= Document passage =
========================================================================
We diagonalize the matrix $A$ and use this Problem.

Steps.

Find eigenvalues and eigenvectors of the matrix $A$.
Diagonalize the matrix $A$.
Use the result of this Problem.

Proof.

We first diagonalize the matrix $A$. We solve
\begin{align*}
\det(A-\lambda I) & =\begin{vmatrix}
1-\lambda & 2\\
2& 1-\lambda
\end{vmatrix} \\
&=(1-\lambda)^2-4=\lambda^2-2\lambda-3 =(\lambda+1)(\lambda-3)=0
\end{align*}
and obtain the eigenvalues $\lambda=-1, 3$.

To find an eigenvector $\mathbf{x}$ corresponding to $\lambda=-1$, we solve $(A+I)\mathbf{x}=\mathbf{0}$ or
\[ \begin{bmatrix}
2 & 2\\
2& 2
\end{bmatrix}
\begin{bmatrix} x_1 \\
x_2
\end{bmatrix}=
\begin{bmatrix} 0 \\
0
\end{bmatrix}.\] We obtain an eigenvector $\mathbf{x}=\begin{bmatrix}
1 \\
-1
\end{bmatrix}$ corresponding to $\lambda=-1$.

Similarly, solving $(A-3I)\mathbf{y}=\mathbf{0}$, we obtain an eigenvector $\mathbf{y}=\begin{bmatrix}
1 \\
1
\end{bmatrix}$
corresponding to $\lambda=3$.
========================================================================
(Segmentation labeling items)
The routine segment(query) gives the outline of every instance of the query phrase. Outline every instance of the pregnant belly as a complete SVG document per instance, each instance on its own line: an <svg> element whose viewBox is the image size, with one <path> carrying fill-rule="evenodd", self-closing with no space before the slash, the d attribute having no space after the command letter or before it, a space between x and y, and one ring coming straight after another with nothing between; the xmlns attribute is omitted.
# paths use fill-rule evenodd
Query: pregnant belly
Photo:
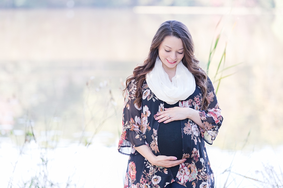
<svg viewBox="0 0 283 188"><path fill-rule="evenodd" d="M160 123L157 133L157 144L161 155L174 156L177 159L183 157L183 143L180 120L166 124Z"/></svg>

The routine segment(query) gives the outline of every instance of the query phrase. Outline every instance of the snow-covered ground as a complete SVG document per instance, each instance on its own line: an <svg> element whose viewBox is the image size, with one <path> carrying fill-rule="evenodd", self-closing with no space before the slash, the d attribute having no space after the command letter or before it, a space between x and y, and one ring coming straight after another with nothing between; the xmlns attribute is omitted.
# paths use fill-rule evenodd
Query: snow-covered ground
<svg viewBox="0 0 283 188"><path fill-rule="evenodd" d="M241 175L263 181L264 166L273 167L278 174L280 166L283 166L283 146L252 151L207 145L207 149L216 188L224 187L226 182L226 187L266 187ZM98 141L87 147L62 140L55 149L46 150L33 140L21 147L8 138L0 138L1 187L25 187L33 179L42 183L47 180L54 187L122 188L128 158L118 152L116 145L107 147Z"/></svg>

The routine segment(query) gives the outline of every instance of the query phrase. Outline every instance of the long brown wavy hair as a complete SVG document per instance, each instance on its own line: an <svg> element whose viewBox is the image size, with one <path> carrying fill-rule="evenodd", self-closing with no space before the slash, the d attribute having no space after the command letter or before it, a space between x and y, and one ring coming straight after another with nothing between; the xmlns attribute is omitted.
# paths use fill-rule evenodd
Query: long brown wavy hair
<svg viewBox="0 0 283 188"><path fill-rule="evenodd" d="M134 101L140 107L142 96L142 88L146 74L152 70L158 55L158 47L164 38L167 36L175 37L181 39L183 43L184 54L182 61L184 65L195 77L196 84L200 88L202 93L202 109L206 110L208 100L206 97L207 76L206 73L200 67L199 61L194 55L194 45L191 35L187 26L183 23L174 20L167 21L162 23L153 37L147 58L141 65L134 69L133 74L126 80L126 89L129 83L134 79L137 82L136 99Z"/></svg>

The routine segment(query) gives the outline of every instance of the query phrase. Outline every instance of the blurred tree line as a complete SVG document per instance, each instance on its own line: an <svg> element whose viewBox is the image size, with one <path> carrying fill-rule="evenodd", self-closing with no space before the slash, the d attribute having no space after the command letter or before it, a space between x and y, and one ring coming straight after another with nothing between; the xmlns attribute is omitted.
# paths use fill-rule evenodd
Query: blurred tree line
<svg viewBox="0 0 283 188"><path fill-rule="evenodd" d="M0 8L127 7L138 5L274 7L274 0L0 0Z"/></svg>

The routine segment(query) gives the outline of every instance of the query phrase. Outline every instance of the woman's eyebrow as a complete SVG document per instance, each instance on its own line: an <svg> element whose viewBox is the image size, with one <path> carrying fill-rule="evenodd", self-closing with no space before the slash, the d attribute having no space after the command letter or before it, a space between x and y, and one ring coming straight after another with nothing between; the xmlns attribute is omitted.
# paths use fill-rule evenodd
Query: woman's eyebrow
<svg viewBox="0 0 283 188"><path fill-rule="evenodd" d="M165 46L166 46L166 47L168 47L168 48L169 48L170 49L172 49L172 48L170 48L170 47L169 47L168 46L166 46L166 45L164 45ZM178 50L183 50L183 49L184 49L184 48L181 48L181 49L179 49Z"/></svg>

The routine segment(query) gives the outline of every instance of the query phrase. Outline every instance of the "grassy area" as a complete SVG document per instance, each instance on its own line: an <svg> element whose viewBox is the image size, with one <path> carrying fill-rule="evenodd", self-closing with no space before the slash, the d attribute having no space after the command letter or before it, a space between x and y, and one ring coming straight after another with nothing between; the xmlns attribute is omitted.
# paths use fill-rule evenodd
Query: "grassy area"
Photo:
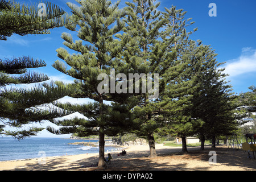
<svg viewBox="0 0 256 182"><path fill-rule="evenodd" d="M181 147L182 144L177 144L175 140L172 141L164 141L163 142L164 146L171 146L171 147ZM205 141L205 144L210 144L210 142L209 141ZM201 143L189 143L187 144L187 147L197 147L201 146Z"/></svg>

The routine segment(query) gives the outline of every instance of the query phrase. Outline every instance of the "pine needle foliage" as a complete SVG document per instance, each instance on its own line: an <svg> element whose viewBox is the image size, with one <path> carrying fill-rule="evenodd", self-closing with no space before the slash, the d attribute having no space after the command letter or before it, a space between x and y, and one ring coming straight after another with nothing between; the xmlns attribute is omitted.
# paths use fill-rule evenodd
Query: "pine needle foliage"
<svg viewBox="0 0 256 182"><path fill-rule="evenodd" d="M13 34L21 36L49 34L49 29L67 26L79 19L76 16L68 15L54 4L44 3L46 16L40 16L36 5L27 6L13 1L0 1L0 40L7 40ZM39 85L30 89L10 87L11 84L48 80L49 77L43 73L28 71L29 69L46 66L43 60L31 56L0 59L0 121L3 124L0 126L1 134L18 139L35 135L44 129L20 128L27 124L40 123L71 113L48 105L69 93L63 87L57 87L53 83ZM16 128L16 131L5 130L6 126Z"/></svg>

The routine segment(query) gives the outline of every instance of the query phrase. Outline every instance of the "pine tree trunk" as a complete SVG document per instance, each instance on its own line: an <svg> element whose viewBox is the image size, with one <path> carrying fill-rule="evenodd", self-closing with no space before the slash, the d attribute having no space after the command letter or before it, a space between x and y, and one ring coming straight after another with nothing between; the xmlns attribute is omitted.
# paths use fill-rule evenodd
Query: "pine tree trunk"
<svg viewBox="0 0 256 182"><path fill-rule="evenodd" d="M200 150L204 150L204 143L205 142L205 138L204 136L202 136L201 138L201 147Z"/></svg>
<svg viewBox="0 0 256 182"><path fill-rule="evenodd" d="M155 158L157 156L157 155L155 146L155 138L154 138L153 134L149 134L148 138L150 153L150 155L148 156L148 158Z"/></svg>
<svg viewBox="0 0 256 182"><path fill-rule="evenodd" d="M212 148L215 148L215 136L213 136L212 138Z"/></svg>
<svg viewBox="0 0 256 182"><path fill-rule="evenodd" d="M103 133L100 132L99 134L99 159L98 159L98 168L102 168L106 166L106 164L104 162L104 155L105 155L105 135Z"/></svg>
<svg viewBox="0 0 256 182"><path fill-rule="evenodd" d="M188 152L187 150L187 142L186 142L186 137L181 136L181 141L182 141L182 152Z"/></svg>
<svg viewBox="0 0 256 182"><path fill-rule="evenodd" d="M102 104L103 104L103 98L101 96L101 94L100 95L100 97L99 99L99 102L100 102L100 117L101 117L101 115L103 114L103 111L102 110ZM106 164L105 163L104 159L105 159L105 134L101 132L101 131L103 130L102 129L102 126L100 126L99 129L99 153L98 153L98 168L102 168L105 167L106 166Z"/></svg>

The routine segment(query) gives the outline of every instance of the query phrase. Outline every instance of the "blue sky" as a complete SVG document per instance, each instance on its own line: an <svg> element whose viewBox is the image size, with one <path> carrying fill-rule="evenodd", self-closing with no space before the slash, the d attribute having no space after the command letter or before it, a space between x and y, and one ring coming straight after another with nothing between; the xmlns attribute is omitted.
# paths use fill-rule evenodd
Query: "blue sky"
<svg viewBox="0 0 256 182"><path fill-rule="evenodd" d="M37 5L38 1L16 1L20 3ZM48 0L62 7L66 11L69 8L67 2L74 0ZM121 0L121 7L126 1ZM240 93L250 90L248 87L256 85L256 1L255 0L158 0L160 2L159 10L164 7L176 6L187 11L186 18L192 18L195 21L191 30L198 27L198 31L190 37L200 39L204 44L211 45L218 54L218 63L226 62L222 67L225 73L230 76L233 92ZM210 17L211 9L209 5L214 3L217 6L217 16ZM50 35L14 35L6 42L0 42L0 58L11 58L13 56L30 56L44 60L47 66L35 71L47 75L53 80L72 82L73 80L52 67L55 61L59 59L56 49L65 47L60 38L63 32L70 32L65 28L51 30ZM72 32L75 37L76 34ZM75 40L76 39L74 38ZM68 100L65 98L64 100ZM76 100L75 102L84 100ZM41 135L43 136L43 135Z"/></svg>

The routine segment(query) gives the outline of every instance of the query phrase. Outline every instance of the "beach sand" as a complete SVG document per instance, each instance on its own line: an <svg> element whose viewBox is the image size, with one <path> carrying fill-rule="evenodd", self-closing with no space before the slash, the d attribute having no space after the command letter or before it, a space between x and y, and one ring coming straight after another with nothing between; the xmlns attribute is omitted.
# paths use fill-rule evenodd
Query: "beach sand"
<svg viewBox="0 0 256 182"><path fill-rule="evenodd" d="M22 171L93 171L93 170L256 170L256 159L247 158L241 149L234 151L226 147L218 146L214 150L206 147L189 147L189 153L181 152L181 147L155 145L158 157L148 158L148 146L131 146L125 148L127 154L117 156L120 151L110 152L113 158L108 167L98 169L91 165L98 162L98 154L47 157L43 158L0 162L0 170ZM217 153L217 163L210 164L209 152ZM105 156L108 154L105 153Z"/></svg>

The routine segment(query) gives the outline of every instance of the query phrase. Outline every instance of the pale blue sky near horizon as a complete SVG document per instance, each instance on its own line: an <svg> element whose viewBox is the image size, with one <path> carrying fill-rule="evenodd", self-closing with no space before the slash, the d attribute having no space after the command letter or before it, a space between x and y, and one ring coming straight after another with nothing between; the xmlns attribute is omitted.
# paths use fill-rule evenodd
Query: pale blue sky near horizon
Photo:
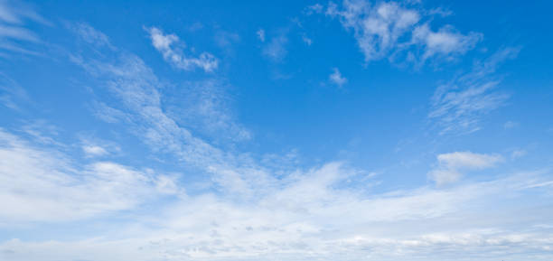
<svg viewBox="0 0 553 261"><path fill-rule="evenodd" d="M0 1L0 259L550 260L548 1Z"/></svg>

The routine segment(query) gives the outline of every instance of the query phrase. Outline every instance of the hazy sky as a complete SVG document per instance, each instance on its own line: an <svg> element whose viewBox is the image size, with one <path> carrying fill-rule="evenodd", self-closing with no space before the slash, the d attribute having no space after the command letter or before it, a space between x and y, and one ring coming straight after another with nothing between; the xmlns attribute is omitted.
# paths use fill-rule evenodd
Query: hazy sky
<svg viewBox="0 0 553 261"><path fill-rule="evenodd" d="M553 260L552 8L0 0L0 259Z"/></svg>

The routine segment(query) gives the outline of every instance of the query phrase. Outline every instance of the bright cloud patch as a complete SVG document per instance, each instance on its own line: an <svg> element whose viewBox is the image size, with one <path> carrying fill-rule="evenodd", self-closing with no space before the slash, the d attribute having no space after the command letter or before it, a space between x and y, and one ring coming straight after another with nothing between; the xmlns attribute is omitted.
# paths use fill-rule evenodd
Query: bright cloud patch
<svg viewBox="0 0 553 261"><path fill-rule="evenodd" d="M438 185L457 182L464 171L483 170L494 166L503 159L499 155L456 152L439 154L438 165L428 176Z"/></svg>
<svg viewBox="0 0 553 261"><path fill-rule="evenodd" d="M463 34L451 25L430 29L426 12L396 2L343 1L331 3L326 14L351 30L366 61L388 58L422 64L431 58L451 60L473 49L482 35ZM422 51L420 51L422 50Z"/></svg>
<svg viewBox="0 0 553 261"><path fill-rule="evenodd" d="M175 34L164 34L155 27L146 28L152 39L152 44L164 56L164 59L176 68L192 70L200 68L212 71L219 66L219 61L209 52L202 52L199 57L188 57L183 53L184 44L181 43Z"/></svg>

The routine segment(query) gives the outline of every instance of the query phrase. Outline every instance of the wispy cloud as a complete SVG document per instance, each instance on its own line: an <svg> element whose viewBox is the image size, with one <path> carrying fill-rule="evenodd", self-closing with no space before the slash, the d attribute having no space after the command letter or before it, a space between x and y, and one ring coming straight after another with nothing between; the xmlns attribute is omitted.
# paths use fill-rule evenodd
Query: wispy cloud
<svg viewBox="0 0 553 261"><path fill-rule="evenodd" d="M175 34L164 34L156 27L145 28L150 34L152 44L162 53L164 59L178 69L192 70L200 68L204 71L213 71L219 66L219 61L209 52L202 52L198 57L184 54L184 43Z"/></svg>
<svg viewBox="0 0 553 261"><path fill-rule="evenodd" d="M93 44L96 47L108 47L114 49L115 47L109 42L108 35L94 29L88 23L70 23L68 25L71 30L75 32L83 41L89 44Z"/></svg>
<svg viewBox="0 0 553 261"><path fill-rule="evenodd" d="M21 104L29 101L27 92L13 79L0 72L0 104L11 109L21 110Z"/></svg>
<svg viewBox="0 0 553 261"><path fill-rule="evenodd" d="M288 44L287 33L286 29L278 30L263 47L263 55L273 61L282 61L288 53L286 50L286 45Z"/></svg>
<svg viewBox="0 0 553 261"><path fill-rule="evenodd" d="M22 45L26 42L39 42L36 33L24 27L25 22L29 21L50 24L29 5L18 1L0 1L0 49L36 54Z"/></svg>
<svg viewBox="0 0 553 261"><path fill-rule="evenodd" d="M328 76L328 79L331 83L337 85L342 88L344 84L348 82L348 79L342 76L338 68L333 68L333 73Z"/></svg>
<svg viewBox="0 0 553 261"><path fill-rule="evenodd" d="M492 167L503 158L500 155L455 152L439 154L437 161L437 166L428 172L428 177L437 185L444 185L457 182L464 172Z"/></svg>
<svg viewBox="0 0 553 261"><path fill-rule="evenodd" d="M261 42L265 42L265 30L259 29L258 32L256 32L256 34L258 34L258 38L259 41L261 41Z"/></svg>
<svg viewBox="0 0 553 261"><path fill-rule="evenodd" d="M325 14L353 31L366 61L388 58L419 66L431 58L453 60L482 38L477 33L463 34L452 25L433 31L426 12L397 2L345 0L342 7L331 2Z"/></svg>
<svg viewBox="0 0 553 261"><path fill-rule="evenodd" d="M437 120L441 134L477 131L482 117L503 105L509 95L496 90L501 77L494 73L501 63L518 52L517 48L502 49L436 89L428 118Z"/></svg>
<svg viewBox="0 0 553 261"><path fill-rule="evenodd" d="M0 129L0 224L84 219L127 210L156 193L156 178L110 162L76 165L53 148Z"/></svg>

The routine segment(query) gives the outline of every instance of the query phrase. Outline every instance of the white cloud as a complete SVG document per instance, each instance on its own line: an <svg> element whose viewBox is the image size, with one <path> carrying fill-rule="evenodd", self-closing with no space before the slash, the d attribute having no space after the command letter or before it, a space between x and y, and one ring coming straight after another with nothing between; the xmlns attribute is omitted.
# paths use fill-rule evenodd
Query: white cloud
========================================================================
= Aim of the task =
Which eigenvalues of the matrix $A$ does the diagonalization passage obtain? The items constitute separate material, independent of the diagonalization passage.

= Task solution =
The eigenvalues are λ = −1 and λ = 3.